### RECORDS PROVIDED
■ ■ ■ ■

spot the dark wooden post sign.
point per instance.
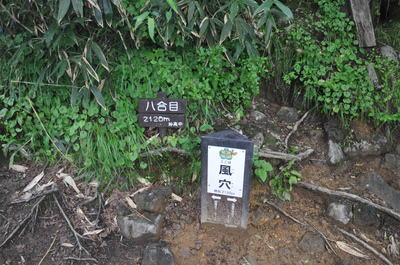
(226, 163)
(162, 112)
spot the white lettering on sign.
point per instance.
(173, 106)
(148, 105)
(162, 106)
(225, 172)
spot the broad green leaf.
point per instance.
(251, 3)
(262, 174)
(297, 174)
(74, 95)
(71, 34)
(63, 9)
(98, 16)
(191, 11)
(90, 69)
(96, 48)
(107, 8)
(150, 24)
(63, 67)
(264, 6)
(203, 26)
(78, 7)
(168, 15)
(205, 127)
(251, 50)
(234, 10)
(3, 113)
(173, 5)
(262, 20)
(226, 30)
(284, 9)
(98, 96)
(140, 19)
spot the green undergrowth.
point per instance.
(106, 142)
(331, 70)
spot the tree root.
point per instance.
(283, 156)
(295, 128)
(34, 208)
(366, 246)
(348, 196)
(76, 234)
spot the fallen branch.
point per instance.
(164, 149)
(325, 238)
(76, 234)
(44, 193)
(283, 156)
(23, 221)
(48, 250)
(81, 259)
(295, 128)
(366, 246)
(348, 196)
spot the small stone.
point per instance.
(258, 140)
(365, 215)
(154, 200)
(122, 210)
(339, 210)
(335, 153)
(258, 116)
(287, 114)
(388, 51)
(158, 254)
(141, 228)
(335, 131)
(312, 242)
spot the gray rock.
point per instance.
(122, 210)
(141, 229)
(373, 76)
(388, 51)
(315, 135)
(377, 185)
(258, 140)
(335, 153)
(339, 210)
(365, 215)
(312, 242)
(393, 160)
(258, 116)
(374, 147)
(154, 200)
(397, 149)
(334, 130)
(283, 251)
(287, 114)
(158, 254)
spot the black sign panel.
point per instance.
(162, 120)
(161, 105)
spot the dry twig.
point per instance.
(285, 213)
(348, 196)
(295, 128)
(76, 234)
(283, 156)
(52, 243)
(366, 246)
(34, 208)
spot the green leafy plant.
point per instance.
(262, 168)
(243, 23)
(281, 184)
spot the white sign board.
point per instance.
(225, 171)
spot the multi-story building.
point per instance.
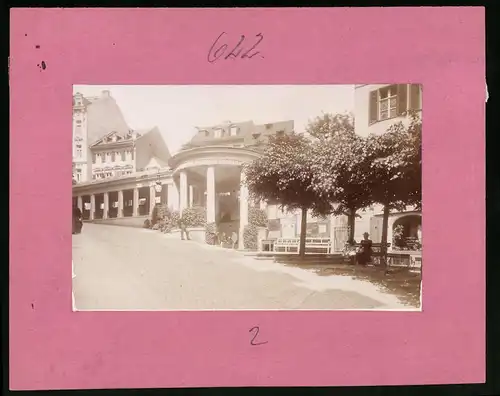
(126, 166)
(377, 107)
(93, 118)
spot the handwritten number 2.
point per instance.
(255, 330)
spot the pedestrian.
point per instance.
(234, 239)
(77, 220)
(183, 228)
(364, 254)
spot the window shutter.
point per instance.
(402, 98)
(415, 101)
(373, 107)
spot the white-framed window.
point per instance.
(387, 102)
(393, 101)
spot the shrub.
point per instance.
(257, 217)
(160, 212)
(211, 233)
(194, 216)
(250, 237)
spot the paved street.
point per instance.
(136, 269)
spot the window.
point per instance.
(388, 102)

■ ■ ■ ■

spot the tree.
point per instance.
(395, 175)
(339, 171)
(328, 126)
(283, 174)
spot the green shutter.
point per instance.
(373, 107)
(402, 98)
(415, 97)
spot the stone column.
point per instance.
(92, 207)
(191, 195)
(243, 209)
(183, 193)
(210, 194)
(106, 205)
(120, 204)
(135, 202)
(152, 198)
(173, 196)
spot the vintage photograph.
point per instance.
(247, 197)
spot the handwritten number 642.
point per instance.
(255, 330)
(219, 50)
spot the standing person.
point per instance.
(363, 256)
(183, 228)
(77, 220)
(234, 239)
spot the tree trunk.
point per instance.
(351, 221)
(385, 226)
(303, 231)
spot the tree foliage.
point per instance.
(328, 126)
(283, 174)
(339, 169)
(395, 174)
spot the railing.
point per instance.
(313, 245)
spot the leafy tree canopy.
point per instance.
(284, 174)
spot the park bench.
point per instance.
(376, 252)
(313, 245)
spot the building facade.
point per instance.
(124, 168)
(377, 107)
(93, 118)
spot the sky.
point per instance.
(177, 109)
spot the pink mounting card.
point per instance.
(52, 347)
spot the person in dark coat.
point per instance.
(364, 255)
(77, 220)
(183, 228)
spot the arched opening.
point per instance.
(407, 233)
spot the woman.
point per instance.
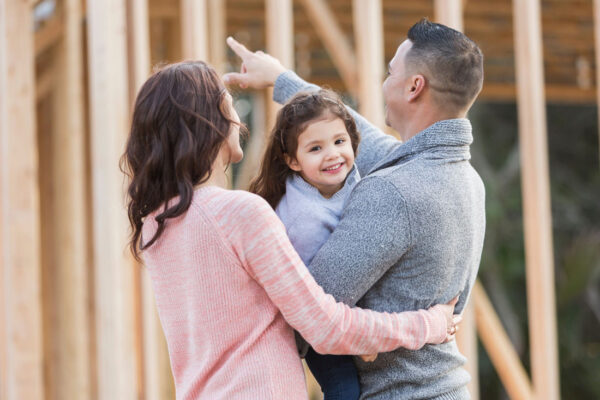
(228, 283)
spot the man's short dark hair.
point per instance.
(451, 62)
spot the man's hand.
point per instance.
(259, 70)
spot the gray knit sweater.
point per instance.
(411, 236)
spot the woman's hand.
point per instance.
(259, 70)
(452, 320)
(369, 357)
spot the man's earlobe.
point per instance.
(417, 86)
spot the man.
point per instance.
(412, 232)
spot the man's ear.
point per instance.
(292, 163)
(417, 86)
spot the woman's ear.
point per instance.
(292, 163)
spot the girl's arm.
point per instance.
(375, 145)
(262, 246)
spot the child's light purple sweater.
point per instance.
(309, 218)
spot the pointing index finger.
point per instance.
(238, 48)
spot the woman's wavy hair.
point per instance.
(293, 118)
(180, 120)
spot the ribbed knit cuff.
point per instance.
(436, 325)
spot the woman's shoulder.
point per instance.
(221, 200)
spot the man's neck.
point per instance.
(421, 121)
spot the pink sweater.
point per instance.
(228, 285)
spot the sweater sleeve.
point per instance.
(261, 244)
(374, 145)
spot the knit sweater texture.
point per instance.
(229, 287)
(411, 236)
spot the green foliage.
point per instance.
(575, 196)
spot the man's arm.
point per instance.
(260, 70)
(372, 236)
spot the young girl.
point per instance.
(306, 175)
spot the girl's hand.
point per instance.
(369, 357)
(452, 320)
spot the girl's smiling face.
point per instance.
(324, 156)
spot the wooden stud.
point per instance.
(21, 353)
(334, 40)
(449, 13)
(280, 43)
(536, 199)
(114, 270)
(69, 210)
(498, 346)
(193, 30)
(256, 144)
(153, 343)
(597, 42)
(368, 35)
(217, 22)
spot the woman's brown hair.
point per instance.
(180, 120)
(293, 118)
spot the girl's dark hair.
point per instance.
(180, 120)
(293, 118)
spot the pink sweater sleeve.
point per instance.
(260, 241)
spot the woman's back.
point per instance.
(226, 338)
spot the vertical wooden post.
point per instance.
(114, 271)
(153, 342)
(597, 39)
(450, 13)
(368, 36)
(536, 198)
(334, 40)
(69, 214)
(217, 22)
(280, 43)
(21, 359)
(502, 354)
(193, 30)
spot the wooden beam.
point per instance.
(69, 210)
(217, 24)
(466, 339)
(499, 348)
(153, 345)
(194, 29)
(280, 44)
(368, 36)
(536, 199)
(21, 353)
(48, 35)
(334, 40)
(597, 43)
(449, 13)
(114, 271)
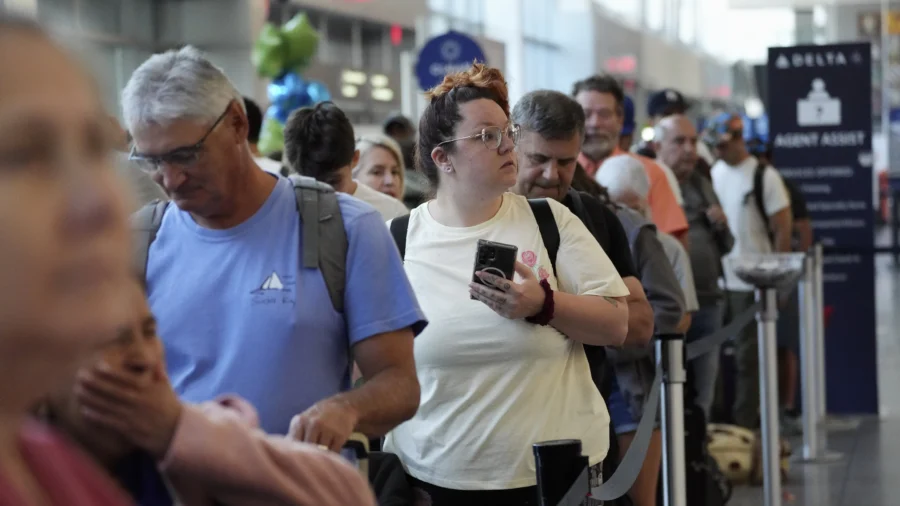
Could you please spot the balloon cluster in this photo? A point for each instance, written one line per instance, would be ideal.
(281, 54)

■ ■ ■ ■

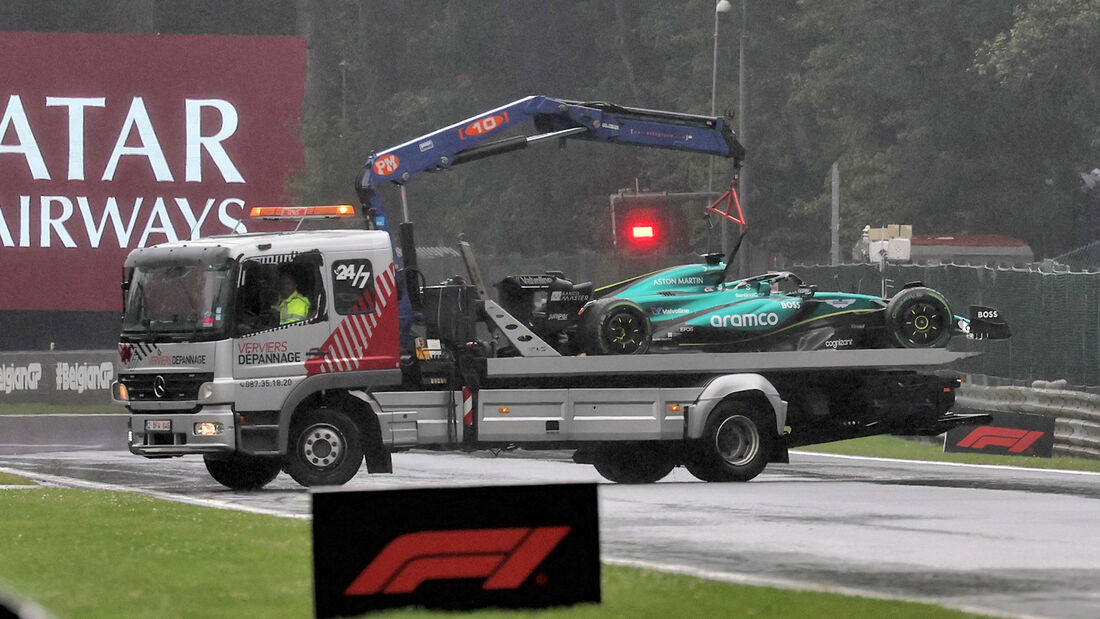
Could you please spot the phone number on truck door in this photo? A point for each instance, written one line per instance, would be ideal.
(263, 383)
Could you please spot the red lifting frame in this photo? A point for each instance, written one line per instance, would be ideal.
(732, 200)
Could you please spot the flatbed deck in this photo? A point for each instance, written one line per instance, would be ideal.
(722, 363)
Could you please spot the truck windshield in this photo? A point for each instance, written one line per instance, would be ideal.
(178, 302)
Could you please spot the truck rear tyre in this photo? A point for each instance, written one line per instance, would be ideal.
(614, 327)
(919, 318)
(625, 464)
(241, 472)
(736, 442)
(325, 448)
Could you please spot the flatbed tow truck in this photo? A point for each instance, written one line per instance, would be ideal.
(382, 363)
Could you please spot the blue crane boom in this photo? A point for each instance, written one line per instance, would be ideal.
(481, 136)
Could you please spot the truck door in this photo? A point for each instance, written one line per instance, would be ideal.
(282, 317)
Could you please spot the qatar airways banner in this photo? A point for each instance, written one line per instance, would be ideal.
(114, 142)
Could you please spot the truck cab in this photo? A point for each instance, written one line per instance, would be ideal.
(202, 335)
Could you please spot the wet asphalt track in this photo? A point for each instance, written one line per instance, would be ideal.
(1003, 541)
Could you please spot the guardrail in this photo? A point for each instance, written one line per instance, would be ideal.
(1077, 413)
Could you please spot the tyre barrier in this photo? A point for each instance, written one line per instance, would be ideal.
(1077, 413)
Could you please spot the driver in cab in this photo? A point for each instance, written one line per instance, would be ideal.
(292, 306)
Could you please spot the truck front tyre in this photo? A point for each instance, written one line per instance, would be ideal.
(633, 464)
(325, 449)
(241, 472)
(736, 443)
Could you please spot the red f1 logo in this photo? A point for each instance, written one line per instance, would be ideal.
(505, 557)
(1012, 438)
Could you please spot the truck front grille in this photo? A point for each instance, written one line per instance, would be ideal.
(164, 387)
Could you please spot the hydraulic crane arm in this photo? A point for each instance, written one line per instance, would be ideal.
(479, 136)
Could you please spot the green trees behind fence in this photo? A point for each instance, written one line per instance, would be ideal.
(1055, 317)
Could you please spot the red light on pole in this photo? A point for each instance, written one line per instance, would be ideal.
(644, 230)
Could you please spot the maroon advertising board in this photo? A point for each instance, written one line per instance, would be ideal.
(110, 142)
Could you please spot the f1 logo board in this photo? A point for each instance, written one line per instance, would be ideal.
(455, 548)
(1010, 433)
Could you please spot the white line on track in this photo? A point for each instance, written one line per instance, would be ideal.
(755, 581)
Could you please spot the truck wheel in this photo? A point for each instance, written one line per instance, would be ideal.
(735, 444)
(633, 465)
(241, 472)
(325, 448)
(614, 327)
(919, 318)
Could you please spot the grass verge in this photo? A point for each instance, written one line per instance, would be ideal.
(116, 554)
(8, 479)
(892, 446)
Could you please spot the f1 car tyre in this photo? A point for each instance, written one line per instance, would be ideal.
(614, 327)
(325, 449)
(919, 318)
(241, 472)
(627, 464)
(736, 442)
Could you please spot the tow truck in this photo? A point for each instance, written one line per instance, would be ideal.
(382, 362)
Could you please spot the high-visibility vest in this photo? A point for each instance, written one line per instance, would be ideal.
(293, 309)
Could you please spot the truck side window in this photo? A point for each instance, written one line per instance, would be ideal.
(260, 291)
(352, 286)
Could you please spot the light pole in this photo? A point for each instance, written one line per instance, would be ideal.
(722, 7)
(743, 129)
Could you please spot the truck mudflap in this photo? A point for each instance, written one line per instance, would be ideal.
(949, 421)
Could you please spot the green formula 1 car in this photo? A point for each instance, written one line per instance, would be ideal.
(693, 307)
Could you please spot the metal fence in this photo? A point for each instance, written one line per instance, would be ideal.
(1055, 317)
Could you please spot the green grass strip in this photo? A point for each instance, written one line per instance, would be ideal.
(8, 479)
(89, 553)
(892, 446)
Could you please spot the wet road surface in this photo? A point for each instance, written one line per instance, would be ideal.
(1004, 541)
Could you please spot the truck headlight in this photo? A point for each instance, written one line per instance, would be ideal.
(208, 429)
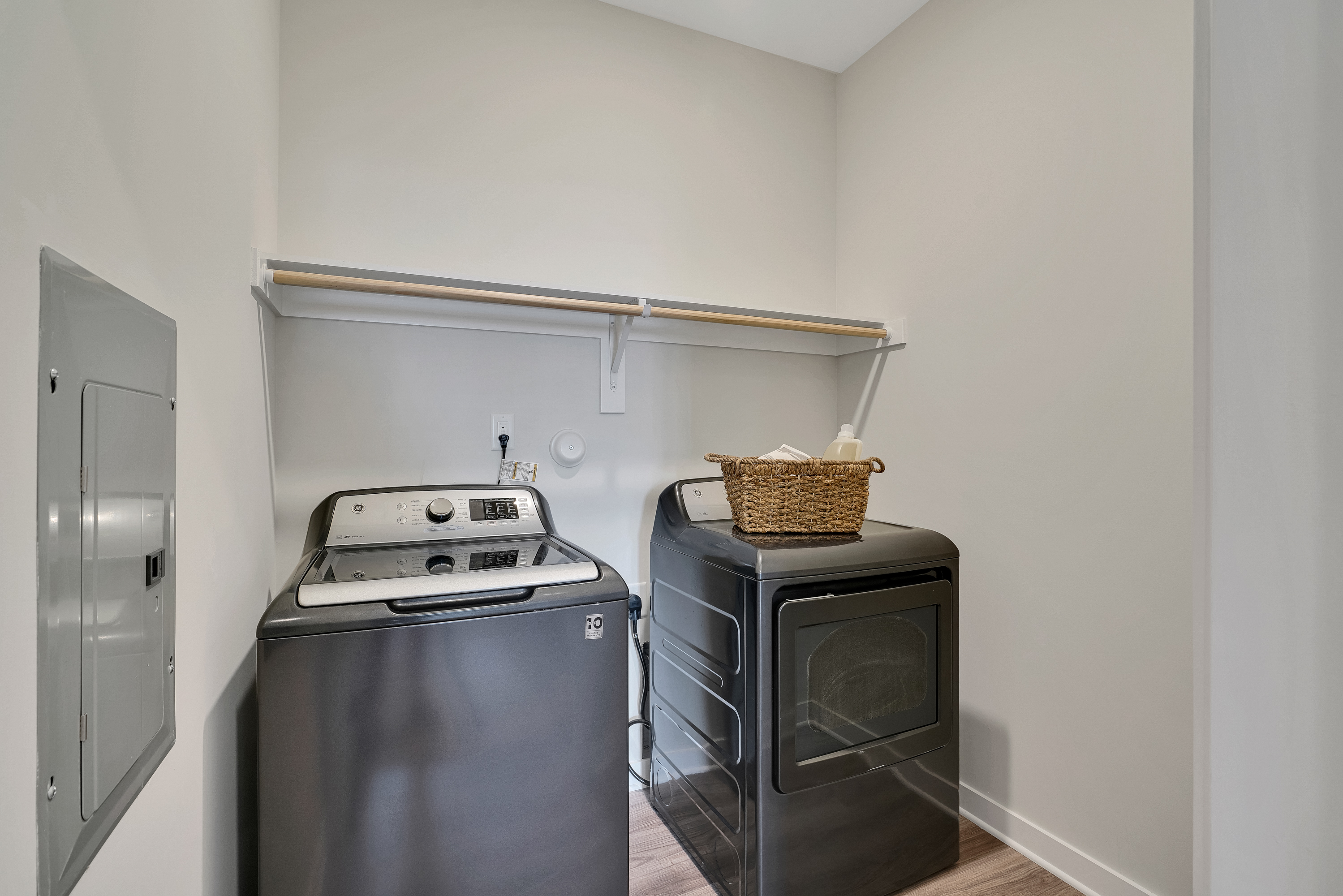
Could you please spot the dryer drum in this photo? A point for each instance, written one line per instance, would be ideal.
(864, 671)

■ ■ ■ ■

### EXERCISE INSTRUCTIONS
Reproduce the entries above exactly, but only the lines between the line holding "spot the pink sweater." and the line holding "spot the man's arm.", inclusive.

### RESULT
spot the pink sweater.
point per instance.
(228, 285)
spot the sweater sleeve.
point per instance.
(261, 244)
(374, 145)
spot the knit sweater texture.
point per instance.
(229, 287)
(411, 236)
spot the green foliage.
point per instance.
(575, 196)
spot the man's arm.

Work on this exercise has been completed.